◆ Task directions
Write the next part of the abstract below on using physics-informed neural networks to estimate pulse wave velocity in arteries, starting after its final sentence.

Background: The characterization of blood flow dynamics inside human vessels is essential for the personalised prediction and monitoring of cardiovascular risk. However, accuracy is limited by the difficulty in the estimation of parameters of clinical relevance such as the Pulse Wave Velocity (PWV). The aim of this work is to use Physics-Informed Neural Networks (PINNs) to simultaneously predict the propagation of nonlinear cross-sectional area and flow rate waves inside arterial vessels as well as to estimate the PWV using a cost-effective PINN-based one-dimensional (1D) blood flow model.
Methods: We use a first-order finite-volume Riemann solver to compute the ground truth solution of cross-sectional area a(x,t), flow rate q(x,t) and pressure p(x,t) inside an elastic artery, given a predefined value of the PWV. We then developed a PINN using initial, boundary and vessel midpoint data to estimate the real value of PWV, as well as area and flow rate values. Regarding the neural network hyperparameter selection, we choose alpha=0.001 for the Adam optimizer and 10 layers of 10 neurons each with activation function tanh.

◆ Material provided
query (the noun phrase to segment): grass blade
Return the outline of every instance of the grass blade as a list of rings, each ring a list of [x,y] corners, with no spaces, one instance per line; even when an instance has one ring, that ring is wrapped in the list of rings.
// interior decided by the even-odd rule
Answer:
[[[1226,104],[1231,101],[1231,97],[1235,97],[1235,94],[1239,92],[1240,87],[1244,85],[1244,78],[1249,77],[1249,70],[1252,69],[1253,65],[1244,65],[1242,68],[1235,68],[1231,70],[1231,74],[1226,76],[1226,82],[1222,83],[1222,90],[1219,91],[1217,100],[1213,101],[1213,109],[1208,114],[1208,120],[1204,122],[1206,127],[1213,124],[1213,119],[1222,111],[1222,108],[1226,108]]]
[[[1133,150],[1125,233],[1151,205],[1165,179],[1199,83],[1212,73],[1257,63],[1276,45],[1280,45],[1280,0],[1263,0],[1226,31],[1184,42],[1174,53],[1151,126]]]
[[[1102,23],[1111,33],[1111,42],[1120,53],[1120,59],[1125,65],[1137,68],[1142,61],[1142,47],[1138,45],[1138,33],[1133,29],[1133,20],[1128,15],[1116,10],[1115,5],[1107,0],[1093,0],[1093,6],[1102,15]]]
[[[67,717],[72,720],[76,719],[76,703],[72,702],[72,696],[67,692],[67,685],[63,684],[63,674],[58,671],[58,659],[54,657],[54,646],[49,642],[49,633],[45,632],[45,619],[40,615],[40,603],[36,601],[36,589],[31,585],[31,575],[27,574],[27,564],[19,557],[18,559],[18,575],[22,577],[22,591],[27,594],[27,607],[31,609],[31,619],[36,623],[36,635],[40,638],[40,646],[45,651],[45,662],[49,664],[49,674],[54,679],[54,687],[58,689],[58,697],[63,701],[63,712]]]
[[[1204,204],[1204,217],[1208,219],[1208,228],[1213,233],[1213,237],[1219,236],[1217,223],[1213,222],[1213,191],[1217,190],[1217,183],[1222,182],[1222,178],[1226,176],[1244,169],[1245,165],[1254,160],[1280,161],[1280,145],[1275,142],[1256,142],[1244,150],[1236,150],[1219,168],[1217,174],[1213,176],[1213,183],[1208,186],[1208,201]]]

◆ Response to this task
Results: Results reveal that, when departing from in-silico data derived from the 1D hemodynamic model, highly precise estimates of the PWV (errors of 4% ± 2.5%) and accurate area and flow rate wave propagation predictions (errors of ± 2%) can be obtained.
Conclusions: We conclude that using only blood flow velocity data pertaining exclusively to one virtual single sensor affixed to the vessel's midpoint, it is possible to obtain accurate estimates of the PWV, as opposed to previous approaches that require extensive 3D flow simulation data and the prior knowledge of the PWV.